*Problem to work on*.
Starting at the line that contains "out the teeth" and ending at the last line of the items, copy out every line, requests included, with each answer coordinate multiplied by 1.25 and rounded to a whole number, halves up. Leave the numbers in the requests and their format samples unchanged.

*Entries provided*.
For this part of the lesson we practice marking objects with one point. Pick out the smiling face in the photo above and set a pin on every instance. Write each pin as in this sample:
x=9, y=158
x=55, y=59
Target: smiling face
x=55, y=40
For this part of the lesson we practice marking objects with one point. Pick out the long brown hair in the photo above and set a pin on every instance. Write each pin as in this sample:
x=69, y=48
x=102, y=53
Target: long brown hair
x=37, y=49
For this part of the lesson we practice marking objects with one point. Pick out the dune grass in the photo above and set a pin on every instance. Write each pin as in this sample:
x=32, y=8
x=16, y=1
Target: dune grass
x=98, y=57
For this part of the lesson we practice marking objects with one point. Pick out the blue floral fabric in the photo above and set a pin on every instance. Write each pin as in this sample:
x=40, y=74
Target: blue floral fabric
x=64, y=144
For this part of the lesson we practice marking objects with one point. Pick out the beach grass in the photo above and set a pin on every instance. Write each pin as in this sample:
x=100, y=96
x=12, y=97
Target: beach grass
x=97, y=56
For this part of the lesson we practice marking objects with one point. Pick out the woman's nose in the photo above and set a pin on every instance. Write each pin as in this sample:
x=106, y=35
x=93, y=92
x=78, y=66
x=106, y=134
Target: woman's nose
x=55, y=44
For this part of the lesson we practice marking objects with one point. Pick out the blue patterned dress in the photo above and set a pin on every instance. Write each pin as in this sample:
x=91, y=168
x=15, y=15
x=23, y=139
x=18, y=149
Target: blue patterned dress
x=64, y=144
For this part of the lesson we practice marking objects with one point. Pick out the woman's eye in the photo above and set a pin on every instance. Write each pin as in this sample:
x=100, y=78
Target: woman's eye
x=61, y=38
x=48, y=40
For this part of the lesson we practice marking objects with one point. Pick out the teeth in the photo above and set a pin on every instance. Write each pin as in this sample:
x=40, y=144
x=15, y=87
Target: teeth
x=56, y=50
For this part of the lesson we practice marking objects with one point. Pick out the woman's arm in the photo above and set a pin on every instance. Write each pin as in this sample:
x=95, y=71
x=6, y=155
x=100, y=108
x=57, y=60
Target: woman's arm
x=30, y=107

*Response*.
For this part of the lesson we practice marking objects with one point. Pick out the teeth in the photo above and set a pin on every instance. Write each pin as in this sample:
x=40, y=144
x=15, y=87
Target: teeth
x=70, y=63
For this part of the lesson we practice marking objects with one point. Pick out the woman's arm in the photo above and set a pin on every instance. Write each pin as in this sample:
x=95, y=71
x=6, y=155
x=100, y=108
x=57, y=60
Target: woman's arm
x=38, y=134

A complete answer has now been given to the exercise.